→ Information given
════════════════════

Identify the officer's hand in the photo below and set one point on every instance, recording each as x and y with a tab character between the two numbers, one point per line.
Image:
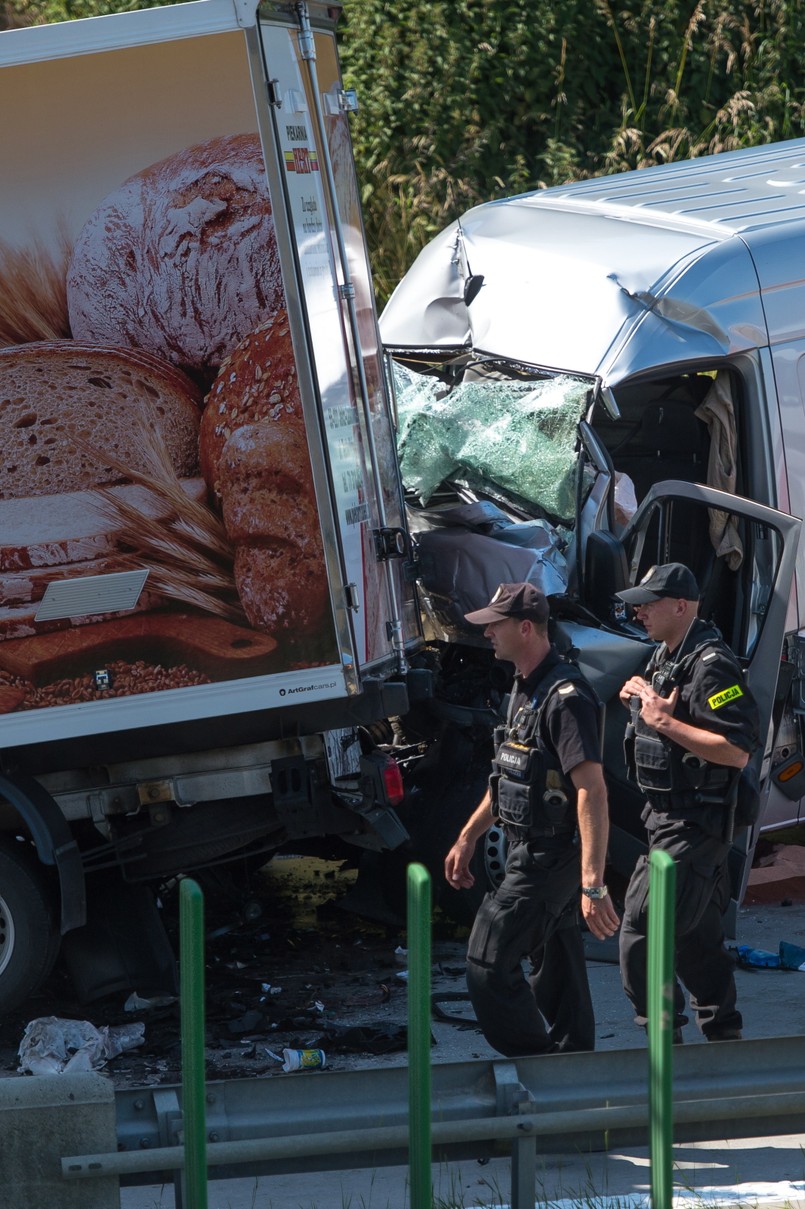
633	687
457	866
655	709
601	917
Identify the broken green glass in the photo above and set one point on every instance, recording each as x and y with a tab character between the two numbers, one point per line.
519	438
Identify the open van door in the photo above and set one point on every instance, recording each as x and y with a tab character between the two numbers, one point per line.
745	593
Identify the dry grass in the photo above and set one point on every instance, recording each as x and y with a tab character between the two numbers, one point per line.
33	291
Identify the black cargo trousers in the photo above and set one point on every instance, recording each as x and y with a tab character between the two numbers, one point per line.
702	894
533	913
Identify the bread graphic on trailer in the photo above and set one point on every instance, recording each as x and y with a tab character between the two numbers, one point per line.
52	392
255	460
181	259
75	418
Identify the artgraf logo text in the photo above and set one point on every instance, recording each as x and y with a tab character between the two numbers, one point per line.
306	688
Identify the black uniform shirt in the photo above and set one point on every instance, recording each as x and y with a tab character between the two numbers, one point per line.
569	722
713	694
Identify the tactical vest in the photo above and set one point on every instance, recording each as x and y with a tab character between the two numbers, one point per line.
531	797
673	779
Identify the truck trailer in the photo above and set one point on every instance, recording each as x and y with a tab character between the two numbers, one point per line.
204	619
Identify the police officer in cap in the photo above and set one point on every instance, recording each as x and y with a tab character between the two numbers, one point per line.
546	788
693	728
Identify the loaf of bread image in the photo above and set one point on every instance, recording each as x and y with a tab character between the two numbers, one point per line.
65	404
255	460
181	260
256	382
270	513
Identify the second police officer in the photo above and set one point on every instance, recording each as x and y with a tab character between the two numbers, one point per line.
549	793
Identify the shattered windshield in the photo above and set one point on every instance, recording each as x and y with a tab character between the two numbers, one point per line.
517	437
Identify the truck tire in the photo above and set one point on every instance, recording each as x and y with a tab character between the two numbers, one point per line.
29	933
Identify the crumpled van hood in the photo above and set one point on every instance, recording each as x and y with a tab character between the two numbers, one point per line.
607	277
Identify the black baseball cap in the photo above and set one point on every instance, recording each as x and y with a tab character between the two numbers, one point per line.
513	600
669	579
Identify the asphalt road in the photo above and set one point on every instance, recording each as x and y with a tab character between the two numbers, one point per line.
752	1172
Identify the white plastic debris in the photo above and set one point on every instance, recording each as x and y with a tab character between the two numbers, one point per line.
52	1046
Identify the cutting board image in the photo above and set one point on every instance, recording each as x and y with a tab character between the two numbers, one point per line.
208	645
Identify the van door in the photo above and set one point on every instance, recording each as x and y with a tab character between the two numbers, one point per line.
678	521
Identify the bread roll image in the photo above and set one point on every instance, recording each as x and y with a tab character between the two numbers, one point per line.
181	259
65	404
267	486
283	588
256	382
270	513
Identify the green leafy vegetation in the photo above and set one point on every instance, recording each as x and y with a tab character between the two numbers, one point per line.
464	100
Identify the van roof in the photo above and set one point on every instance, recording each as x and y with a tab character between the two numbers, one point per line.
617	275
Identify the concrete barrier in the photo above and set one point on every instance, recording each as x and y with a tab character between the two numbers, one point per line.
45	1117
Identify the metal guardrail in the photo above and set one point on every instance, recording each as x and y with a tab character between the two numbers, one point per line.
336	1120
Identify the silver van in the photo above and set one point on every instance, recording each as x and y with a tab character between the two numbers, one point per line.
607	375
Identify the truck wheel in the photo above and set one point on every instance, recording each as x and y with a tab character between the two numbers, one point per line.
29	936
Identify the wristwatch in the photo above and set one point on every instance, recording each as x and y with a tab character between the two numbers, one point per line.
595	891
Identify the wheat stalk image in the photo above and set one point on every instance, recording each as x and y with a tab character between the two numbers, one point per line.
185	549
33	291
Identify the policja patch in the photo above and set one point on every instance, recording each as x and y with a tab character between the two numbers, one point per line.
728	694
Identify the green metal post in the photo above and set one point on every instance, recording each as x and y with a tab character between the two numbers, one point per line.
191	984
420	1036
662	877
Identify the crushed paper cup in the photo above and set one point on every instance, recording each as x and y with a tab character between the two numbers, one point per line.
303	1059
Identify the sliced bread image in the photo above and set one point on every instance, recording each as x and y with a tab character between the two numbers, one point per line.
65	406
74	527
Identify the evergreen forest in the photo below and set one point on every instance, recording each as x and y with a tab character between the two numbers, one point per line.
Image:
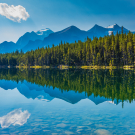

════════════════════

→ Problem to solve
Write out the data above exactly, minus any images.

→ Task response
Identify the officer's hand in the photo below and set one point on every instance, recording each as x and y with a tab character between the two numbers, one point per line.
Image:
633	687
457	866
655	709
601	917
Identify the broken green glass in the photo above and set one point on every instance, recording each as x and y with a tab character between the two numbers, one point per line.
519	438
Identify the open van door in the photo above and set one point on every instance, recording each as x and y with a tab character between the two numbers, one point per line.
745	593
Identify the dry grass in the photo above and set one point on every instance, recording each as x and y with a tab character between the two numbers, one point per line.
33	291
Identify the black cargo trousers in the photo above and set one point on every instance, recording each as x and y with a tab character between the two numbers, one point per line.
702	894
533	913
Identify the bread graphic on trailer in the photo above and set one point on every instance, recording each as x and y with a tab character between the two numbers, one point per line.
52	392
255	460
181	259
75	418
Identify the artgraf logo text in the photo above and set one point on every instance, recording each as x and y with a tab character between the two numbers, one point per line.
306	688
Identify the black uniform shirt in the photo above and set one point on every instance, recording each as x and y with a tab character between the two numbers, one point per line.
569	722
713	694
Identify the tactical vest in the photo above and set one point on every instance, recording each as x and y with a tab character between the two numbers, one point per line.
531	797
673	779
Identify the truck trailer in the photo above and set one point on every instance, recording each as x and y with a tab character between the two numbers, one point per line.
204	619
Identify the police officer in cap in the photo above and set one point on every instance, recording each as x and y with a tab character between the two numbers, one point per line.
546	788
693	728
Identify the loaf of bread image in the photo above and set one point on every instance, recording each as x and y with a tab character between the two numbers, one point per line.
65	404
255	460
181	260
256	382
270	513
Identify the second police officer in the photo above and set one point on every instance, recording each as x and y with a tab character between the two numbers, one point per line.
549	793
Identify the shattered windshield in the photo above and set one point on every instance, recording each as x and y with a tab character between the two numbers, one point per line.
517	437
Identify the truck tire in the photo above and set one point on every instance, recording each as x and y with a tab character between the two numbers, one point per line.
29	933
Identify the crumpled van hood in the photo above and set one point on every instance, recording each as x and y with a tab character between the two numbers, one point per line.
607	277
Identify the black baseball cap in the photo above and set one point on every instance, recording each as x and y with a tab character between the two numbers, one point per line.
513	600
669	579
Identify the asphalt road in the photo above and set one point on every instance, recording each as x and y with a tab character between the two numbers, one point per line.
752	1172
Identify the white plastic debris in the photo above and set one point on every instance, recording each as x and y with a tab character between the two numbers, one point per line.
52	1046
Identify the cutting board image in the photo above and set one point on every instance, recording each as x and y with a tab character between the two numbers, one point per line.
208	645
Identify the van door in the photo above and set one point on every instance, recording each as x and y with a tab character between the two numbers, one point per line.
678	521
Identify the bread roll image in the photo above and set one point on every instance, recording each as x and y with a tab character between the two numbers, one point per line.
181	259
65	404
267	486
283	588
256	382
270	513
Identify the green leafy vegetation in the photo above and set one point on every instance, recording each as x and y with a tab character between the two numbers, one point per line.
464	100
Identify the van roof in the photo above and set one point on every instance, recording each as x and y with a tab character between the two numbers, one point per line.
617	275
Identify the concrete barrier in the photo above and set one point on every instance, recording each as x and y with a tab character between the two numbers, one point per line.
45	1117
Identify the metal guardrail in the photo above and set one point on every instance, recording each as x and y with a tab character between the two numbers, one point per line.
336	1120
Identify the silver van in the photo above and set one point on every instance, recording each as x and y with a tab character between the two numbers, one point per line.
607	375
Identify the truck wheel in the photo above and set one point on every instance, recording each as x and y with a tab character between the two numbers, one point per line.
29	936
Identify the wristwatch in the photo above and set one point on every instance, recording each as x and y with a tab character between the two numbers, one point per line.
595	891
Identify the wheat stalk image in the photo above and set one point on every instance, recording each as x and y with a tab character between the two numbers, one point per line.
185	549
33	291
Identify the policja patch in the photo above and set one point on every instance, recording each as x and y with a tab character between the two numbers, one point per line.
728	694
Identify the green metal post in the photo above and set one point on every instance, recording each as x and y with a tab character between the two numbers, one point per line.
191	984
420	1036
662	877
Identify the crushed paper cup in the photo above and set one point on every instance, recording each as x and y with a tab character between the two numbers, one point per line.
303	1059
Identify the sliced bread image in the photo above and set one point on every instance, recording each as x and y with a tab character between the two numbers, one point per line.
65	406
74	527
Identify the evergreen forest in the photo below and set one point on every instance, recording each as x and y with a tab character between the two numbers, one point per line.
Image:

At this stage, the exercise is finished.